* Extracted material *
- - -

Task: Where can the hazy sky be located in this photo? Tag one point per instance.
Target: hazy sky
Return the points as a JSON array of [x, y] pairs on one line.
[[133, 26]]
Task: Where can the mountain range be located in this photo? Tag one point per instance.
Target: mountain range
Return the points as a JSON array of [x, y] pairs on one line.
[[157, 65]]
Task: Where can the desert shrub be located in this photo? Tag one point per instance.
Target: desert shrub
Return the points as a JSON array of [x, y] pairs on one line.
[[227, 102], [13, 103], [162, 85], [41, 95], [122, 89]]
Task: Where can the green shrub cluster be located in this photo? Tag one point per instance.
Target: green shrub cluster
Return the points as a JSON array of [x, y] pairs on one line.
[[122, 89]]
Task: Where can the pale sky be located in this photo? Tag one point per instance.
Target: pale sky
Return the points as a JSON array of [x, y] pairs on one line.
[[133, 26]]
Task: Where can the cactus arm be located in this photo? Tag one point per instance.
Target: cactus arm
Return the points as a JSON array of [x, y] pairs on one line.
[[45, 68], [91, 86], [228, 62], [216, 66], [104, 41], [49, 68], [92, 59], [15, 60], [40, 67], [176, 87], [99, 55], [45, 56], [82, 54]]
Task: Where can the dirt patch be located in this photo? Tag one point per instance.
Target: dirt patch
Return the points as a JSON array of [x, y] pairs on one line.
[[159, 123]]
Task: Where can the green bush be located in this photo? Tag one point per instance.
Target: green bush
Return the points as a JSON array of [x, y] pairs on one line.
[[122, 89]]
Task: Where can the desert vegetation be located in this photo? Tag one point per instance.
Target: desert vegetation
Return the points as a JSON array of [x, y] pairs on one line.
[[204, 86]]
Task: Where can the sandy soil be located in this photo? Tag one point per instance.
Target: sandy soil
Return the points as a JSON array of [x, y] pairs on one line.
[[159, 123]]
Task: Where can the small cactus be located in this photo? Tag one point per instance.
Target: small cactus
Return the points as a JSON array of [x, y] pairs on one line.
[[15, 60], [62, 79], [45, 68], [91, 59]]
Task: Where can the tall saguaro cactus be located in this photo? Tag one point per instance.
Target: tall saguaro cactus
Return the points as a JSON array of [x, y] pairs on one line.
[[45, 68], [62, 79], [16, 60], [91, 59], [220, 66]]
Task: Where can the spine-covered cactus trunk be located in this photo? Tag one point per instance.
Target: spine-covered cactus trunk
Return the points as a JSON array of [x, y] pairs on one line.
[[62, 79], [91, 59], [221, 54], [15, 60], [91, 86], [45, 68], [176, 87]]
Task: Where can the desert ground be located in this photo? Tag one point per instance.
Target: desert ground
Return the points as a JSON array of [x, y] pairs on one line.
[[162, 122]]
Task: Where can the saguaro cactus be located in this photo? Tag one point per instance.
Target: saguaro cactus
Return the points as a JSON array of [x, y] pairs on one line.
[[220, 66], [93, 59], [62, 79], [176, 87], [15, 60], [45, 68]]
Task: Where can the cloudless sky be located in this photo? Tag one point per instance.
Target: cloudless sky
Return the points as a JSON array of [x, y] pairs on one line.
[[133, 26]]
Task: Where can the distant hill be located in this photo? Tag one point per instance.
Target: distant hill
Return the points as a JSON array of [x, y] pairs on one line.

- - -

* Stated exercise *
Arrange the stretch of the material above from its first line through the line containing "[[157, 65]]" as a JSON list of strings, one string per line, leaving out blank lines.

* Solved problem *
[
  "Task: Where can the hazy sky be located in this photo? Tag one point per instance.",
  "Target: hazy sky",
  "Return the points as a JSON array of [x, y] pairs on one line.",
  "[[133, 26]]",
  "Task: Where can the mountain range be located in this photo? Tag one point per instance.",
  "Target: mountain range",
  "Return the points as a JSON array of [x, y] pairs on one line.",
  "[[157, 65]]"
]